Exercise task: Reproduce everything in the material from the line containing "Could you please locate the concrete" down to the line containing "[0,0,980,652]", both included, leaving the requests as they stand and adding 34 to every bounding-box coordinate in the answers.

Records for processing:
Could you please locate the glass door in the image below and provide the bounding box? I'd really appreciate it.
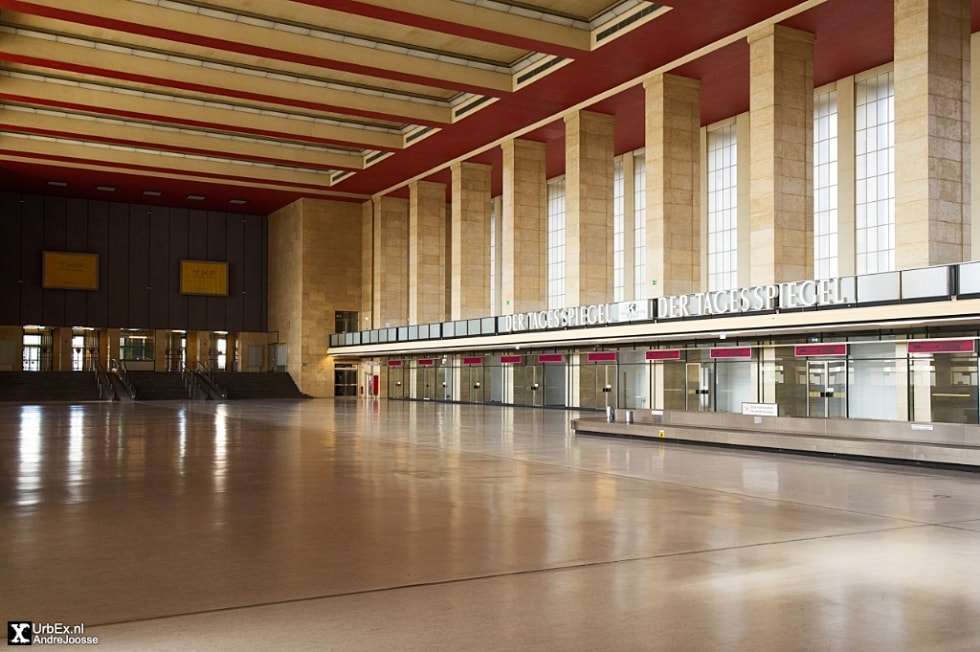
[684,362,711,412]
[806,358,847,419]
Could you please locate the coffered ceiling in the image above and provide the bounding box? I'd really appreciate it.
[0,0,948,213]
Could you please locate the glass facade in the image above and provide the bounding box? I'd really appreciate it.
[854,71,895,274]
[707,123,738,290]
[387,333,980,424]
[813,90,838,278]
[548,177,565,308]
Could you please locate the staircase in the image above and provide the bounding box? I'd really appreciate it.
[128,371,190,401]
[0,371,101,403]
[211,371,309,399]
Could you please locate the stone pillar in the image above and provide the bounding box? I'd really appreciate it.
[500,140,548,315]
[270,199,361,397]
[895,0,970,269]
[450,163,491,320]
[749,25,814,285]
[371,192,408,328]
[0,326,24,371]
[153,329,167,371]
[358,201,377,330]
[636,75,701,299]
[565,111,615,306]
[408,181,446,324]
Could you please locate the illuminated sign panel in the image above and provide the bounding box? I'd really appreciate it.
[795,344,847,358]
[908,340,977,353]
[41,251,99,290]
[180,260,228,297]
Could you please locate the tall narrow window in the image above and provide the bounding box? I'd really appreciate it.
[633,150,647,299]
[613,157,626,301]
[490,200,497,315]
[854,72,895,274]
[813,90,838,278]
[548,177,566,308]
[707,123,738,290]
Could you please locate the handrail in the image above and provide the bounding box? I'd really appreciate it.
[91,359,119,401]
[109,358,136,401]
[181,361,228,400]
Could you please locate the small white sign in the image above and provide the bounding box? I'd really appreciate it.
[742,403,779,417]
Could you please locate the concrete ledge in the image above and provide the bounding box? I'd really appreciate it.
[572,410,980,470]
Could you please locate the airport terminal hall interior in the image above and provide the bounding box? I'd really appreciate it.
[0,0,980,652]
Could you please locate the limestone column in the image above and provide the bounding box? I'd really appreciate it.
[408,181,446,324]
[648,75,701,299]
[272,199,361,397]
[749,25,814,285]
[895,0,970,269]
[500,140,548,315]
[358,201,378,330]
[450,162,491,320]
[565,111,615,306]
[371,192,408,328]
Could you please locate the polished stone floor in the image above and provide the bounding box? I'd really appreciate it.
[0,400,980,652]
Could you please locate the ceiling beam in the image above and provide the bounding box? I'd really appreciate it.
[0,133,344,192]
[0,76,405,150]
[290,0,592,58]
[0,34,452,126]
[0,106,364,170]
[0,0,513,93]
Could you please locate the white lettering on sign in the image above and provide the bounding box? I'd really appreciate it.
[657,278,854,319]
[498,303,616,333]
[497,278,855,333]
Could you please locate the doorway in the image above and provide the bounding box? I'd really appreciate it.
[806,358,847,418]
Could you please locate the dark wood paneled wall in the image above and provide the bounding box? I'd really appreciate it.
[0,193,268,332]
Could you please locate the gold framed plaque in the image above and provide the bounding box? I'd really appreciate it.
[180,260,228,297]
[41,251,99,290]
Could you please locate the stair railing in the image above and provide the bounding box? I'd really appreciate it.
[109,358,136,401]
[92,359,119,401]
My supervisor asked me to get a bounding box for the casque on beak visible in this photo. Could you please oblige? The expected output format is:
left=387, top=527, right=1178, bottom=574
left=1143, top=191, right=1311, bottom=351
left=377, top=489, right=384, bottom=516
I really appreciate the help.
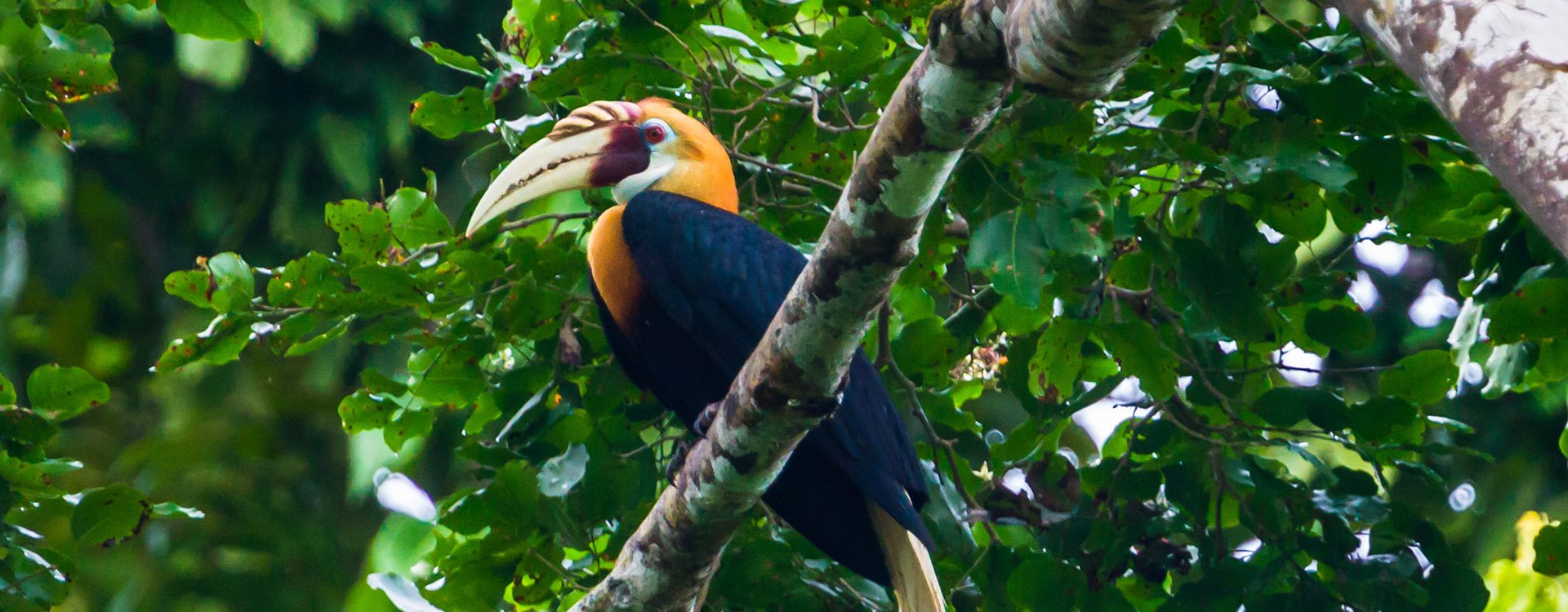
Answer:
left=466, top=102, right=649, bottom=235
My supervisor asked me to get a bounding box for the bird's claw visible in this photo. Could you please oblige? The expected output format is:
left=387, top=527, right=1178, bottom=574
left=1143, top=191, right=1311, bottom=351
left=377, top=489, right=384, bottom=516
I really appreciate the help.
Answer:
left=665, top=438, right=696, bottom=487
left=692, top=402, right=724, bottom=438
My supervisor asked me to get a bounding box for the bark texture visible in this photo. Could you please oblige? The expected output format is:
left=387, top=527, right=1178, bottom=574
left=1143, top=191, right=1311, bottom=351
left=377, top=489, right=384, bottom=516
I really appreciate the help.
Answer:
left=1333, top=0, right=1568, bottom=254
left=1007, top=0, right=1183, bottom=100
left=574, top=0, right=1174, bottom=610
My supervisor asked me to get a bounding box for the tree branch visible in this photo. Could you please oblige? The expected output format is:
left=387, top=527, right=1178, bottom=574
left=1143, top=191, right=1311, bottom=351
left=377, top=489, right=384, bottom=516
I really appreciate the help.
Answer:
left=574, top=0, right=1173, bottom=610
left=1330, top=0, right=1568, bottom=254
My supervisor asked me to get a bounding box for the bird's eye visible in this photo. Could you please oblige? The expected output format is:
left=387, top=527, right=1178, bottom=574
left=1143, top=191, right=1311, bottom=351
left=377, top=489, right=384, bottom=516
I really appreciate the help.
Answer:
left=643, top=124, right=670, bottom=144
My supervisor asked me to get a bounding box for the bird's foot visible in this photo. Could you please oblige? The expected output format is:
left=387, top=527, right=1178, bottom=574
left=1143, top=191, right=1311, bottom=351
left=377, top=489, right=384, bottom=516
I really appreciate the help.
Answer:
left=665, top=438, right=699, bottom=487
left=692, top=401, right=724, bottom=438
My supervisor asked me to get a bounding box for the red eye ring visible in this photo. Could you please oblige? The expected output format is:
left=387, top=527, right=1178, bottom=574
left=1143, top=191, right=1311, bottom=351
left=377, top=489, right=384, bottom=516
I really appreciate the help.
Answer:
left=643, top=124, right=670, bottom=144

Complete answer:
Could you please locate the concrete ledge in the image above and provide the bounding box? I'd really appreciate it.
[606,444,1014,504]
Could you please locate the airport terminal hall interior in the image above and provide the bounding box? I'd really appreciate it.
[34,34,1014,686]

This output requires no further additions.